Tarefas propostas ->
A) Transcreva da reportagem sobre a Comissão Pontifícia de Proteção ao Menor o trecho que começa nas palavras "06 Setembro 2018" e termina em "Rosendo dos Santos.".
B) Prossiga a reportagem sobre a Comissão Pontifícia de Proteção ao Menor a partir do último parágrafo apresentado.

Texto de origem ->
####################
06 Setembro 2018
Grupo que busca soluções eclesiais para trabalhar casos de abuso se reúne hoje no Vaticano com Francisco e uma das ideias é criar um canal de comunicação com denunciantes; assunto pode ser discutido na próxima assembleia da CNBB.
A reportagem é de José Maria Tomazela, publicada por O Estado de S. Paulo, 06-09-2018.
Em meio à turbulência causada por uma carta que acusa o papa Francisco de ignorar alertas sobre abusos sexuais na Igreja, a Comissão Pontifícia de Proteção ao Menor se reúne hoje no Vaticano para definir ações práticas sobre o tema. O Brasil é um dos três países – ao lado de Zâmbia e Filipinas – escolhidos pelo pontífice para desenvolver um projeto-piloto, visando a dar voz às vítimas. A informação foi dada ao Estado pelo representante brasileiro na comissão, o leigo Nelson Giovanelli Rosendo dos Santos.
O assunto preocupa a hierarquia e a ideia é que possa ser discutido na próxima reunião da Conferência Nacional dos Bispos do Brasil (CNBB). Para isso, trabalha-se com a vinda do arcebispo de Boston, Sean O’Malley, presidente da comissão pontifícia. “É o nosso desejo, mas ainda não temos a resposta do cardeal”, afirmou Santos, nomeado pelo papa para o grupo em fevereiro.
Ainda não há detalhes sobre como será o projeto. No dia 29, Santos esteve com o presidente da CNBB, dom Sérgio da Rocha, para apresentar a proposta. “Expus a ele o projeto que vamos fazer no Brasil e fui muito bem acolhido, até porque o Vaticano já havia encaminhado uma apresentação minha a d. Sérgio. É um projeto capitaneado pelo papa Francisco”, disse.
####################
(Registros de marcação de locais)

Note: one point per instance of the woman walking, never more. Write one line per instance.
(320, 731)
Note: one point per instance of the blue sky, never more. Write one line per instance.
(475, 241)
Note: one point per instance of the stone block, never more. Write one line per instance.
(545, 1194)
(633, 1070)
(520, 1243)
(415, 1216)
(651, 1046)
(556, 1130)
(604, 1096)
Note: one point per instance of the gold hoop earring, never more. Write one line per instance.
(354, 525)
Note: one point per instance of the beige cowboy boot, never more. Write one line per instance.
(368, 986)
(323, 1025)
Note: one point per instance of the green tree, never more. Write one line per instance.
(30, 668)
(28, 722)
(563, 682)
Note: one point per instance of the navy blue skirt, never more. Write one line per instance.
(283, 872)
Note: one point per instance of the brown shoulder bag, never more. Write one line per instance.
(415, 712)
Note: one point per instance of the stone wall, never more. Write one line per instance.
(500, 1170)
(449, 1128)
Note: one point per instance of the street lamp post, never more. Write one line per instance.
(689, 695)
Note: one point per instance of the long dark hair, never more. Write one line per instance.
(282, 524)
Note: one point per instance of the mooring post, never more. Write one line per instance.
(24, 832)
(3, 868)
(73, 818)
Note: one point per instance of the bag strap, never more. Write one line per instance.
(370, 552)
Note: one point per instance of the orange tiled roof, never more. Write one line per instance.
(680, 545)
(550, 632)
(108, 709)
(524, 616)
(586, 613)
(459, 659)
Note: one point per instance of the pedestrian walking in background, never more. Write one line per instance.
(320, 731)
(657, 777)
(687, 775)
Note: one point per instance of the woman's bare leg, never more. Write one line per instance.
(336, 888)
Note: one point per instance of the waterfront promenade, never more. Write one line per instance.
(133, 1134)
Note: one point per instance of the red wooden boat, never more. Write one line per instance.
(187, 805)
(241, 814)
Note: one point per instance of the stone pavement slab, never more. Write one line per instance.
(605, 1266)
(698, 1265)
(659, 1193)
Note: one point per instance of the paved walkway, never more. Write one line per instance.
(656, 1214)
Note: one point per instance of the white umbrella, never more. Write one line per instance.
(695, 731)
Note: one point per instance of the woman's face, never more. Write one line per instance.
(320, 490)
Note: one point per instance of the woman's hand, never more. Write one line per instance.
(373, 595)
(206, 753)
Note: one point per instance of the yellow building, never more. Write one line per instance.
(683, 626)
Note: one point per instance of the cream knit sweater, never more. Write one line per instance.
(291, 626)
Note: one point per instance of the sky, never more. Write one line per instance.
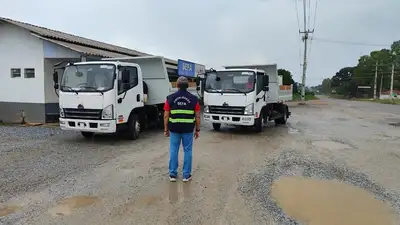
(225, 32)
####################
Resultados por tarefa ->
A)
06 Setembro 2018
Grupo que busca soluções eclesiais para trabalhar casos de abuso se reúne hoje no Vaticano com Francisco e uma das ideias é criar um canal de comunicação com denunciantes; assunto pode ser discutido na próxima assembleia da CNBB.
A reportagem é de José Maria Tomazela, publicada por O Estado de S. Paulo, 06-09-2018.
Em meio à turbulência causada por uma carta que acusa o papa Francisco de ignorar alertas sobre abusos sexuais na Igreja, a Comissão Pontifícia de Proteção ao Menor se reúne hoje no Vaticano para definir ações práticas sobre o tema. O Brasil é um dos três países – ao lado de Zâmbia e Filipinas – escolhidos pelo pontífice para desenvolver um projeto-piloto, visando a dar voz às vítimas. A informação foi dada ao Estado pelo representante brasileiro na comissão, o leigo Nelson Giovanelli Rosendo dos Santos.

B)
O Estado procurou d. Sérgio, que em nota confirmou o encontro e se limitou a dizer que está dando “sequência às iniciativas para prevenir qualquer situação de abuso na Igreja”. Segundo o texto, oportunamente serão dadas mais informações. Já o núncio apostólico do Vaticano no Brasil, d. Giovanni D’Aniello, informou que a comissão pontifícia “tem autonomia para realizar seu trabalho, conforme as diretrizes definidas pelo papa Francisco”. “Não interferimos. O que podemos dizer é que nos congratulamos com a escolha dele e desejamos um bom trabalho.”
Santos é o único representante brasileiro na comissão, integrada ainda por especialistas de Grã-Bretanha, Índia, Itália, Austrália, Etiópia, Holanda, Tonga, Filipinas, Colômbia, Alemanha, Polônia, Zâmbia, África do Sul e Estados Unidos. A segunda reunião plenária deste ano deve ser aberta hoje com as boas-vindas do papa e a bênção apostólica aos membros.
A inclusão do brasileiro aconteceu após o término do mandato do colegiado anterior, marcado por polêmicas. Três membros renunciaram voluntariamente: a ex-vítima Marie Collins; a psicóloga francesa Catherine Bonnet, especialista em violências sexuais contra menores; e Peter Saunders, também vítima, que fez críticas aos trabalhos da comissão.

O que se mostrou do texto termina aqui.